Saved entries
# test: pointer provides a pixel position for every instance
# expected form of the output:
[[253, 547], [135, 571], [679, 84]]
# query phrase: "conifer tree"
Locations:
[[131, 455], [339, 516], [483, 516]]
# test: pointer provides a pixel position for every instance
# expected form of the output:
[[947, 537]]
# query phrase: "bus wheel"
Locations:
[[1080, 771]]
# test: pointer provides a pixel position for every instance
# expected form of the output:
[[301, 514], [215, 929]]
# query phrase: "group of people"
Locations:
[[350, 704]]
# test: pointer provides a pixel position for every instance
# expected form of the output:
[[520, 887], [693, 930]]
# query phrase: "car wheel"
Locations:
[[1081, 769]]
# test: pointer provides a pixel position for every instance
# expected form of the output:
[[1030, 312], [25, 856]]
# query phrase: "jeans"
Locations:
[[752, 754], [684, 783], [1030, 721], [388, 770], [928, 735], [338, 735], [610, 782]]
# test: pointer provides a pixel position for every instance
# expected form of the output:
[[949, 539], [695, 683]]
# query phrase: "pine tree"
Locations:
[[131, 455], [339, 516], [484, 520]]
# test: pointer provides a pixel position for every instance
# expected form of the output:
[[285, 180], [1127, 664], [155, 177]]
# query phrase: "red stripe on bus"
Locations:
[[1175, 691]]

▶ Exercise brief: Scan the records above for the word "tree" and return every line where it occurs.

▶ Reply to the task:
# query phrase: "conifer tree"
# query phrase: "pine tree"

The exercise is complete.